PROBLEM STATEMENT
Could you output only the lines from the one containing "the finger, the" through the last line of the data, both included?

■ ■ ■ ■ ■

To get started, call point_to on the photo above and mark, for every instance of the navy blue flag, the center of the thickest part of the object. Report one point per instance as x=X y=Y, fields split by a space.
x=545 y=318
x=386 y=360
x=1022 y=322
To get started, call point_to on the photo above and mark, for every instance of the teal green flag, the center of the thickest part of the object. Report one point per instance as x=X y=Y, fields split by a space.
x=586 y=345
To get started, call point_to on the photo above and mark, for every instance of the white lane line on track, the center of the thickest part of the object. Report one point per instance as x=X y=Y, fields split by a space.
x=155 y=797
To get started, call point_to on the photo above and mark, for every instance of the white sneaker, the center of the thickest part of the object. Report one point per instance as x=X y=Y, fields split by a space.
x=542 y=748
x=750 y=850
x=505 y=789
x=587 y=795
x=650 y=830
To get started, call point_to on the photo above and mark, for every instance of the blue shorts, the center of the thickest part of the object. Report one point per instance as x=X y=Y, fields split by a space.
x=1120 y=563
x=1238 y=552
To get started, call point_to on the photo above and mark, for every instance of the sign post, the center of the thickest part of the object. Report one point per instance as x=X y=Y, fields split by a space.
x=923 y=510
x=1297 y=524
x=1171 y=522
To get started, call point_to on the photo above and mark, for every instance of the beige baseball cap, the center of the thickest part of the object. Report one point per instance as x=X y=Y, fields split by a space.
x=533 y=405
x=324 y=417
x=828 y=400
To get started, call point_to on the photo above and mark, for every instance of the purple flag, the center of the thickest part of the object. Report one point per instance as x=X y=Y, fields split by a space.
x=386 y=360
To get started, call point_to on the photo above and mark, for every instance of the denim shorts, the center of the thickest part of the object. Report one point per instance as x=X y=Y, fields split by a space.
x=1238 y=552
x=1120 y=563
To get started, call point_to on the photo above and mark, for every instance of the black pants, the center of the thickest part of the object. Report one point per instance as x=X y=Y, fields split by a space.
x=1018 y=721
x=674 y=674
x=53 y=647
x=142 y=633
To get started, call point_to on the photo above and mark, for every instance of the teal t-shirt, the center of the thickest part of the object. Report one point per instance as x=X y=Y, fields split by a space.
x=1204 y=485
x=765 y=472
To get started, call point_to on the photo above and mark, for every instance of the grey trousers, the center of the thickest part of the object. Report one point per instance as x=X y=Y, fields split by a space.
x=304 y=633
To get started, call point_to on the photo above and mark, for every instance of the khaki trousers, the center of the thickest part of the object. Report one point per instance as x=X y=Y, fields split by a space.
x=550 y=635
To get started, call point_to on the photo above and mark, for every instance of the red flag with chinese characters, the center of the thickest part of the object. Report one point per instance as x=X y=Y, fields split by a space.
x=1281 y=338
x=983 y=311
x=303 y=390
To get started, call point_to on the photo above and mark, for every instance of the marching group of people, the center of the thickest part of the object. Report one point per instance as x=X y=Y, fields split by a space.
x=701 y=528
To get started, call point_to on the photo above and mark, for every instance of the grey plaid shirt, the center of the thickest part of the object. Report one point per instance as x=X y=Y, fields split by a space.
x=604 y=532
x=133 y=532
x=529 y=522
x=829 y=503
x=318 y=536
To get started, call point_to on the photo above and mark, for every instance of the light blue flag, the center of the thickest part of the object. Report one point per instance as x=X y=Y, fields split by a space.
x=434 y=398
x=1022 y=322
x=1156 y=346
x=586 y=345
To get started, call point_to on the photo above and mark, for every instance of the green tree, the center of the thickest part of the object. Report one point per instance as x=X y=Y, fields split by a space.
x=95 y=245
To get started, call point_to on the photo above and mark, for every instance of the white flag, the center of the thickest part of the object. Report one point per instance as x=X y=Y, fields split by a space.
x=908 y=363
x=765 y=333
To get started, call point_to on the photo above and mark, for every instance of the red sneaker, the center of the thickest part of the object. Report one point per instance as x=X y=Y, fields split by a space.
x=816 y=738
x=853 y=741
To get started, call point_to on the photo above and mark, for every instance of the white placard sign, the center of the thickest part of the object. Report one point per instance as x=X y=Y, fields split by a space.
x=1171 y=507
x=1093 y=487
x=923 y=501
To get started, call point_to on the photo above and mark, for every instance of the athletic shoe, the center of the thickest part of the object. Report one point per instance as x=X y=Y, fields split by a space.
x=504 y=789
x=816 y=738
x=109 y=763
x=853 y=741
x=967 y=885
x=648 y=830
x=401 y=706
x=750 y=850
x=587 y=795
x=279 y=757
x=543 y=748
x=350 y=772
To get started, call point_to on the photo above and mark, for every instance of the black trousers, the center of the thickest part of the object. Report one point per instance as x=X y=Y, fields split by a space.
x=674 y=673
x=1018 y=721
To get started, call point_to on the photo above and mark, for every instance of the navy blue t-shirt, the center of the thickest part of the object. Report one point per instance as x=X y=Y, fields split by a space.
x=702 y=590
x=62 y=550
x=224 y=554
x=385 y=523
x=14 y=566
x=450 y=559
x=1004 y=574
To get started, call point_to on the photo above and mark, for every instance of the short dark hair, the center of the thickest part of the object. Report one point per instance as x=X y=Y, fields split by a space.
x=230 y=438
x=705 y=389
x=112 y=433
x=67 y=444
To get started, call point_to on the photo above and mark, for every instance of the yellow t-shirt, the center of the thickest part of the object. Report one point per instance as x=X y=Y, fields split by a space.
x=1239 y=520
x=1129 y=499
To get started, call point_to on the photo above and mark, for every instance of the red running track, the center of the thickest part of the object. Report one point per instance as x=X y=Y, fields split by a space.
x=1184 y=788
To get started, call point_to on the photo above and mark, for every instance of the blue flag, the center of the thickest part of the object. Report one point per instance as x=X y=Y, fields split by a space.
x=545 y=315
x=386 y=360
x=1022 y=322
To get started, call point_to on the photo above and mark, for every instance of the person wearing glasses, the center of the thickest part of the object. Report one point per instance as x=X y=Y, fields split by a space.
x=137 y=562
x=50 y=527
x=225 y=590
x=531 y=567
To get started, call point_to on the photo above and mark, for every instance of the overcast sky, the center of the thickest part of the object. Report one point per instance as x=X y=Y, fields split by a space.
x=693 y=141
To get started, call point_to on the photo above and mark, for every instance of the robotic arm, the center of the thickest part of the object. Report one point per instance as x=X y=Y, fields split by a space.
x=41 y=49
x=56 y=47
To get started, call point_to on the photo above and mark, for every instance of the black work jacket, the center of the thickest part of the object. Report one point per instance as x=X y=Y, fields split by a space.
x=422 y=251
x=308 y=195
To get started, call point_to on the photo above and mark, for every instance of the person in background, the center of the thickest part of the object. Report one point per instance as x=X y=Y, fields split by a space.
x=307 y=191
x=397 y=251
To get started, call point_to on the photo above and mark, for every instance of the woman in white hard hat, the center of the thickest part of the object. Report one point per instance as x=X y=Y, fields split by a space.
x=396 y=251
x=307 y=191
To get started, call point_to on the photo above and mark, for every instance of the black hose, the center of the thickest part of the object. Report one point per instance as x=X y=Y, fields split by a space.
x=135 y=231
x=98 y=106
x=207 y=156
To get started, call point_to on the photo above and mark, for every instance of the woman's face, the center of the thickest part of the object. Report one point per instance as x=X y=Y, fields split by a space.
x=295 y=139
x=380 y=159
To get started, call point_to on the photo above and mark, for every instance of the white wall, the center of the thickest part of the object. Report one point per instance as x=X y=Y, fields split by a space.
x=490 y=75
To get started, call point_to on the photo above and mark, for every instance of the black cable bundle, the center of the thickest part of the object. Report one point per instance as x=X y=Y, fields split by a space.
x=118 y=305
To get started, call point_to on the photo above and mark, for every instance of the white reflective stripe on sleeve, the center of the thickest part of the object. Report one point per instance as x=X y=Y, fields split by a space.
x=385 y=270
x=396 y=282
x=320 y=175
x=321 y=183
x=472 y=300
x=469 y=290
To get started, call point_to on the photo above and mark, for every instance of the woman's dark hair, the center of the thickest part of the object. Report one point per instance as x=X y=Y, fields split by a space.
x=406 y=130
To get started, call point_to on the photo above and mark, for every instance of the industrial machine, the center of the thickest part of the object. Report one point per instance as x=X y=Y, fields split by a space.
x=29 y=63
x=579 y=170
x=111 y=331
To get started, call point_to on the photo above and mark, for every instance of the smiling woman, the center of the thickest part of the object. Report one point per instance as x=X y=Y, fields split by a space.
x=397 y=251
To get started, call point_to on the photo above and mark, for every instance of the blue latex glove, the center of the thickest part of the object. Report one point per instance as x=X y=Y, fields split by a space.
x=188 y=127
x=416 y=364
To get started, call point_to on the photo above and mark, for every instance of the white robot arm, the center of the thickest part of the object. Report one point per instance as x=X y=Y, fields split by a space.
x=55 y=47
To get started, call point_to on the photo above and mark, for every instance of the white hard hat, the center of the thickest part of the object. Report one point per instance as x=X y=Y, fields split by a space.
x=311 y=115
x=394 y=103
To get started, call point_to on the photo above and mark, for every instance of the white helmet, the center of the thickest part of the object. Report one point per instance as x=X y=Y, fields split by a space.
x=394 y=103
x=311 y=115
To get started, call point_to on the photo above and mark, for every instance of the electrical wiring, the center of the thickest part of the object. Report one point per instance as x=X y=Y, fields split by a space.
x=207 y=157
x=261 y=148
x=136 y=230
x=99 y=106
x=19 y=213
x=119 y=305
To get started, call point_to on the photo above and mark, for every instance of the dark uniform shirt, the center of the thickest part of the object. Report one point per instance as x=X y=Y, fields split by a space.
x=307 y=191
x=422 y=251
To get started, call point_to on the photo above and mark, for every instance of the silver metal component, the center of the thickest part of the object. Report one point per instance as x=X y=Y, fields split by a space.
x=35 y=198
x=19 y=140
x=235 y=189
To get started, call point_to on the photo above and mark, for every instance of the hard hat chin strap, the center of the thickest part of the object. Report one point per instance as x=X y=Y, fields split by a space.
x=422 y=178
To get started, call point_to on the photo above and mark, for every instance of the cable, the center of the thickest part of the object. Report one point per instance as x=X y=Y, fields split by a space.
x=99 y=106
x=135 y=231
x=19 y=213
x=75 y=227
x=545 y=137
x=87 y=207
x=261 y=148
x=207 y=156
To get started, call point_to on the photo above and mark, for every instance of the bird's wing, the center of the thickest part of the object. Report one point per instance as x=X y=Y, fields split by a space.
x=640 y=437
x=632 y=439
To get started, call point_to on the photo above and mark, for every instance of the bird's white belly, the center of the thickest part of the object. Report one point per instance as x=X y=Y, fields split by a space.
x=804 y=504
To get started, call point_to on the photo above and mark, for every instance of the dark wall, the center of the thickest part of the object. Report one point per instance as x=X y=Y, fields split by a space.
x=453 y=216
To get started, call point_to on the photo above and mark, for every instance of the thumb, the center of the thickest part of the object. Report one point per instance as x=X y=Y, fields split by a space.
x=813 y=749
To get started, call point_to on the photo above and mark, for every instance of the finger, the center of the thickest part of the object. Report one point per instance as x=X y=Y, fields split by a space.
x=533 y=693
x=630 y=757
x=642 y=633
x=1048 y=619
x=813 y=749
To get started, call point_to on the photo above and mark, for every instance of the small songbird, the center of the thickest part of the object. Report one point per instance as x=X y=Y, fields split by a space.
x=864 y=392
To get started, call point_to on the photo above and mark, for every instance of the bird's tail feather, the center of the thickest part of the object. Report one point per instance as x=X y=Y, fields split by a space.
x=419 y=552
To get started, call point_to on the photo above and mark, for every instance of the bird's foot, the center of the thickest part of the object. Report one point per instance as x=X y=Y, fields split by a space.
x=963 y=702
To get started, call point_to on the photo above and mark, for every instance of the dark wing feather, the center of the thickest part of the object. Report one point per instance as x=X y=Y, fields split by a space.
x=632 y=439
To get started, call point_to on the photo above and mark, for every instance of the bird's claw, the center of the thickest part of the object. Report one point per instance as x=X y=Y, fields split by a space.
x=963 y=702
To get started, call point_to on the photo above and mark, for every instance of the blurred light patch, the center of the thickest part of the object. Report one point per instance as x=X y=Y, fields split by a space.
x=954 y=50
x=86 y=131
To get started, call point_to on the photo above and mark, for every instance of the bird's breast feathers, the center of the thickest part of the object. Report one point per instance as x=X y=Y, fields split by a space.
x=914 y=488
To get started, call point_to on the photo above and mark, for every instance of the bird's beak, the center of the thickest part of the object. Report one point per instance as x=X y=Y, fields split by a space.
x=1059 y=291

■ ■ ■ ■ ■

ANSWER BELOW
To get started, call point_to on the photo above and mark, for every instance of the finger, the center of the thickest part of the object. Report one point per instance as x=X y=Y, fields split by a space.
x=533 y=693
x=630 y=757
x=642 y=633
x=1048 y=619
x=813 y=749
To get started, call point_to on the photo above and mark, for every instance of the small songbird, the center of the thickest part of the object. Report one point per instance as x=X y=Y, fields split by a space.
x=864 y=392
To get started, call point_to on the photo above and mark, for every instance of the bird's tail feather, the center of the thickest part of the object. Report one point per instance as x=X y=Y, fields split by a space.
x=419 y=552
To get started, call point_to on the photo above and mark, for every instance of the bird's foot, the center of the thickest part of the object. Report one point per instance as x=X y=Y, fields split by a space.
x=963 y=702
To get started, call point_to on the photo above and mark, for every instance of the dark wing feather, the center of the thickest part of the object. Report one point per instance as x=X y=Y, fields split by a space.
x=632 y=439
To get started, call point_to on the photo above and mark, for every instance of the bird's claw, the center of the thickest part of the object. Report one point per instance as x=X y=Y, fields split by a space.
x=963 y=702
To get started, call point_to on the photo above and mark, for every instance of the blurred light patch, the center of the thickest part of the object. Report one point per instance as x=X y=Y, fields split by a space.
x=954 y=50
x=86 y=131
To get started, call point_to on the photo above and mark, for every instance of the bird's breast feathers, the center of the thickest part of the object. Report one point per instance as x=X y=Y, fields split by a space.
x=914 y=488
To get started, call point_to on the photo above and mark, for every instance of the bird's beak, the center of the thickest part of the object. Report one point per instance as x=X y=Y, fields split by a space.
x=1059 y=291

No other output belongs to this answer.